● **WHAT TO WORK ON**:
No pictures belong in the copy. Restate the rest of the data exactly.

● **DATASET CONTENT**:
::::::::

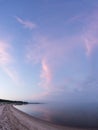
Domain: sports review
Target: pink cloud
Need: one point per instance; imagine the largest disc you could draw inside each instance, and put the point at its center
(26, 24)
(6, 62)
(50, 55)
(5, 57)
(90, 36)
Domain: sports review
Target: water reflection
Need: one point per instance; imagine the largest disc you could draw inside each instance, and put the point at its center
(84, 115)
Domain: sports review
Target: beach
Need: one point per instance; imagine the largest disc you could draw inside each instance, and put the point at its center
(14, 119)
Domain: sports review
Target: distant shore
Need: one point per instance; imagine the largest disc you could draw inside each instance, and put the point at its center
(14, 119)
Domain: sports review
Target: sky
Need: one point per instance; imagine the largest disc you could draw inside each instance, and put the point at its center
(49, 50)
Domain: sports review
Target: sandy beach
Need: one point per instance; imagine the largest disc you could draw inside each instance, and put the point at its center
(14, 119)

::::::::

● **RESULT FOR THIS EXERCISE**:
Domain: sports review
Target: pink cloud
Need: one point per instance; imagine the largest disc you could draw inside each instance, and put the point at its center
(26, 24)
(6, 62)
(50, 55)
(5, 57)
(90, 36)
Domain: sports review
Target: water reflection
Need: one point per instance; imagine the largest disc you could draw inside each instance, and put the point at its center
(84, 115)
Domain: sports review
Target: beach
Need: one point per instance; imagine the largest disc you could draw inside each instance, and put the point at its center
(14, 119)
Domain: sports review
Target: distant shore
Need: one point per instance; imagine the largest disc you could draw inside each instance, and put the point at its center
(14, 119)
Domain: sports review
Target: sky
Need: one point per instance; imagine the largest disc you could draw inside each instance, and put the point at its center
(49, 50)
Domain: sports review
Target: sandy beach
Need: one point per instance; imagine the largest disc you could draw inside each instance, and put the point at its center
(14, 119)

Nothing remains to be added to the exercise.